## Begin Excerpt provided
Top 5 Best Bowser Fights

5. Super Mario 64 (N64)


This is the first time the world has seen Bowser in 3-D.  And, granted, he looked like one of those plush knock-offs you win at the carnival, but he's still imposing.  Killing Bowser here involves doing something you've never done before -- working with the 3-D space. In the first two Bowser fights, all you need to do is toss him into a single bomb.  If you miss, he leaps back on to the platform and continues coming at you... very... slowly.

But he can rotate like a mofo, so you gotta turn tight circles around him until you can grab his stubby tail (assuming you don't jump too early and careen off at an angle), then spin the control stick and press A at the right time to propel him into one of the bombs he's placed at the edge of the arena... for whatever reason. Whatever Bowser is, a good interior designer he is not.

4. Super Mario Bros. (NES)


I really can't make a list of Bowser fights without including the first.  If by a miracle, you managed to keep your Flower Power throughout the castle, you can pelt him with fireballs (if you can also avoid his hammers, fire breath, podoboos, and whatever else he's throwing at you). Or you can run under him and hit the "axe" (it looked more like a flashlight to me) to make the bridge collapse and drown him in liquid hot mag-ma.
## End Excerpt provided
→ **Given instruction A**: According to the Bowser fights list, what did the "axe" in Super Mario Bros. look like to the writer?
→ **Given instruction B**: Copy the stretch of the rows from their start through the line containing "79], [109, 80]]", both ends included, leaving out the pictures.
The rows that follow are unrelated to the Bowser list.
## Begin Data extract
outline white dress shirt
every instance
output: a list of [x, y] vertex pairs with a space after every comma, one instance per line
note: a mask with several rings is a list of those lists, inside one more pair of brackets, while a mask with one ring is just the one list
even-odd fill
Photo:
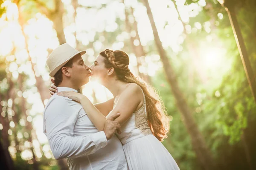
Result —
[[[58, 92], [75, 89], [58, 87]], [[67, 158], [70, 170], [127, 170], [122, 145], [114, 135], [108, 141], [90, 120], [82, 105], [54, 94], [45, 107], [44, 133], [56, 159]]]

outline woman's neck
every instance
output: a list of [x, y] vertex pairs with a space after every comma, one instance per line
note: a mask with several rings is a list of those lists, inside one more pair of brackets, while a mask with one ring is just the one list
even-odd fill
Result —
[[105, 87], [111, 92], [114, 96], [114, 98], [116, 99], [116, 96], [120, 94], [123, 88], [126, 87], [125, 85], [128, 84], [127, 82], [113, 79], [109, 80]]

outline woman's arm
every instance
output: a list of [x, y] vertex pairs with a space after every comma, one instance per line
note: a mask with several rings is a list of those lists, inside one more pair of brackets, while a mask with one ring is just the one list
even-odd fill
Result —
## End Data extract
→ **Result A**: A flashlight.

→ **Result B**:
outline white dress shirt
every instance
output: a list of [x, y] vertex pairs with a space after every comma, one instance per line
note: a mask with several rings is a list of those lists, inside one more pair of brackets, while a mask with one ring is just the one list
even-odd fill
Photo:
Result —
[[[58, 92], [75, 89], [58, 87]], [[67, 158], [70, 170], [127, 170], [122, 145], [114, 135], [108, 141], [90, 120], [82, 105], [54, 94], [45, 107], [44, 133], [56, 159]]]

outline woman's neck
every instance
output: a list of [x, y] vertex pairs with a space after every comma, one instance per line
note: a mask with several rings is a list of those lists, inside one more pair of brackets, while a mask with one ring is just the one list
even-odd fill
Result —
[[105, 87], [111, 92], [114, 96], [114, 98], [116, 99], [116, 96], [120, 94], [123, 88], [126, 87], [125, 85], [128, 84], [127, 82], [113, 79], [109, 80]]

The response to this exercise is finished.